_Task objective_
Retyping the data exactly is the task. Include every line.

_The data_
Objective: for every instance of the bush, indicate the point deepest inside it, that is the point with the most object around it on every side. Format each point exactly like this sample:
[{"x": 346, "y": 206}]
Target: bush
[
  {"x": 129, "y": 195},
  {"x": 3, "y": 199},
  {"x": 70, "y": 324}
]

_Output of the task_
Objective: for every instance of the bush, indicate the point deepest inside it, that is the point with the most object around it on every side. Format each point exactly like this sample:
[{"x": 346, "y": 206}]
Target: bush
[
  {"x": 129, "y": 195},
  {"x": 3, "y": 199},
  {"x": 70, "y": 324}
]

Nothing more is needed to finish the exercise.